TEXTE FOURNI.
Troisième critère : une construction

– Édification d'un immeuble. – Àtravers la signature d'une vente d'immeuble à construire, le vendeur s'oblige à édifier ou à construire un immeuble . Il a été relevé que l'utilisation du terme « immeuble » en lieu et place de « bâtiment » permettait d'appliquer le régime de la vente d'immeuble à construire à la réalisation de constructions ne relevant pas nécessairement de la notion de bâtiment, comme des constructions en sous-sol ou des équipements.

Quatrième critère : un délai déterminé

– Obligation de prévoir un délai. – Directement rattaché aux obligations et caractéristiques précédentes, le délai devant être respecté par le vendeur d'immeuble à construire participe également de la qualification et de l'existence même de ce contrat. Les aléas pouvant être rencontrés par le vendeur dans le cadre de l'opération de construction justifient que, bien souvent, des extensions de ce délai soient prévues. L'existence de causes, alors considérées par les parties comme légitimes, de suspension du délai pour construire, ne contrevient pas à l'obligation s'imposant aux parties de prévoir un délai pour édifier l'immeuble. Le délai sera alors déterminable à défaut d'être précisément déterminé.

ENREGISTREMENTS.
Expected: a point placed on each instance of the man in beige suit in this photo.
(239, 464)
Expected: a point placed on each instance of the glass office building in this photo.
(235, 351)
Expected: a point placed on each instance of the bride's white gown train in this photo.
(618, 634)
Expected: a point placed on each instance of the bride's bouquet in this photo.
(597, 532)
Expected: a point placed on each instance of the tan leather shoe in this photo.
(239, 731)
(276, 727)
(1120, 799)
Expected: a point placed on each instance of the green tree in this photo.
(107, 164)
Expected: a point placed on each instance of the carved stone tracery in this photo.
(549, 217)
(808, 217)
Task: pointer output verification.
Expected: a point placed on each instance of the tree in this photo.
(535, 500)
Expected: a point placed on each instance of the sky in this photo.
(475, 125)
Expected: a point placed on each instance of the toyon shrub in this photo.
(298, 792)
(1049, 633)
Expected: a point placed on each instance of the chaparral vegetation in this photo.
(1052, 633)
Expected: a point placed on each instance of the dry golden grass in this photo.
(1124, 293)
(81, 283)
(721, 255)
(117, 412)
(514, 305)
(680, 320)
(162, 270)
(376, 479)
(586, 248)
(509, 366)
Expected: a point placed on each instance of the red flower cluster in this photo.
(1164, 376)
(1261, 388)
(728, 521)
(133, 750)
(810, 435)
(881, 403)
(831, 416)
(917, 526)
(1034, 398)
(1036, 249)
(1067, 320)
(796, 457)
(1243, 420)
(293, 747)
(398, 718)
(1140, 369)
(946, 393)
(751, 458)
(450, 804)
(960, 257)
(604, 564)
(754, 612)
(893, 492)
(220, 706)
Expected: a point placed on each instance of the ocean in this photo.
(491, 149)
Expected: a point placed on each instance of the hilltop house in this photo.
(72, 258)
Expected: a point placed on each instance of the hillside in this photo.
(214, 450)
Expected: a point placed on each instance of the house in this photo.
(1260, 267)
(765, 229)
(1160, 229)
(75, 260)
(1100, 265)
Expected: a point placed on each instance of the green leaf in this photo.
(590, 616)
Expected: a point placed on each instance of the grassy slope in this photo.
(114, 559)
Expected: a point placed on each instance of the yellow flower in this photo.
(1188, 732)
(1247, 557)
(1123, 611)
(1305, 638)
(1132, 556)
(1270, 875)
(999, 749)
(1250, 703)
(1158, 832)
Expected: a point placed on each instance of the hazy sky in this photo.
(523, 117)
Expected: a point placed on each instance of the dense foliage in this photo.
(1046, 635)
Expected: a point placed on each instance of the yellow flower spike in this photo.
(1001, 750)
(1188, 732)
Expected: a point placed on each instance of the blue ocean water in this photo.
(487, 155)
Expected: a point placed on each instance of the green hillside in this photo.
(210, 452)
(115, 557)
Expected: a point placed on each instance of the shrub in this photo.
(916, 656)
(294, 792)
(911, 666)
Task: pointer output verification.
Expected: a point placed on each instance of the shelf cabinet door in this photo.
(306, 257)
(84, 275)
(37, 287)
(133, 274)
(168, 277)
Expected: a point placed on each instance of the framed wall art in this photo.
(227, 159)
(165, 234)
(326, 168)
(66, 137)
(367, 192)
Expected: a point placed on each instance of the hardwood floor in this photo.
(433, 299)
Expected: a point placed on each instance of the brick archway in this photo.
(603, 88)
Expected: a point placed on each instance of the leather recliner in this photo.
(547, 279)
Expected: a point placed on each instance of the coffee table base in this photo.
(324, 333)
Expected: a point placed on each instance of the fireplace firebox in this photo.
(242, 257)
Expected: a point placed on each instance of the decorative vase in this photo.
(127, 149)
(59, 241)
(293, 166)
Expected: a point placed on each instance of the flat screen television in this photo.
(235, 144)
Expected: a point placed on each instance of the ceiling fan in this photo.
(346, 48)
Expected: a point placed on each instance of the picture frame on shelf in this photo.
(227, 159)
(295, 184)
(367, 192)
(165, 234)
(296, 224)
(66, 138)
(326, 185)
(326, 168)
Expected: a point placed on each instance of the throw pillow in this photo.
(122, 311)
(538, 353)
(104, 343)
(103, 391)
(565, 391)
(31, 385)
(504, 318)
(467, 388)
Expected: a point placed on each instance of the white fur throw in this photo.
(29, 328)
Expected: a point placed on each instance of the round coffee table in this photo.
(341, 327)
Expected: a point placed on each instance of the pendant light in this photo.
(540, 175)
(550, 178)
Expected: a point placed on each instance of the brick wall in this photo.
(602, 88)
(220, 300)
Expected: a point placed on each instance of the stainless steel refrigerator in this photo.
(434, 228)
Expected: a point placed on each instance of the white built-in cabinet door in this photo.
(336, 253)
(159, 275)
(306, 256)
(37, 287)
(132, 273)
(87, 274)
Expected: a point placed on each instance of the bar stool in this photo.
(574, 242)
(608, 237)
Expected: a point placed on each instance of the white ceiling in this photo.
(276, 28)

ÉNONCÉ DU PROBLÈME 1. Selon le texte fourni, que permet l'emploi du terme « immeuble » au lieu de « bâtiment » ?
ÉNONCÉ DU PROBLÈME 2. Recopiez le passage du texte fourni situé entre « Quatrième critère : un » et « d'être précisément déterminé. », ces deux bornes incluses.

RÉPONSE FINALE 1. Il permet d'appliquer le régime de la vente d'immeuble à construire à des constructions ne relevant pas nécessairement de la notion de bâtiment, comme des constructions en sous-sol ou des équipements.

RÉPONSE FINALE 2.
Quatrième critère : un délai déterminé

– Obligation de prévoir un délai. – Directement rattaché aux obligations et caractéristiques précédentes, le délai devant être respecté par le vendeur d'immeuble à construire participe également de la qualification et de l'existence même de ce contrat. Les aléas pouvant être rencontrés par le vendeur dans le cadre de l'opération de construction justifient que, bien souvent, des extensions de ce délai soient prévues. L'existence de causes, alors considérées par les parties comme légitimes, de suspension du délai pour construire, ne contrevient pas à l'obligation s'imposant aux parties de prévoir un délai pour édifier l'immeuble. Le délai sera alors déterminable à défaut d'être précisément déterminé.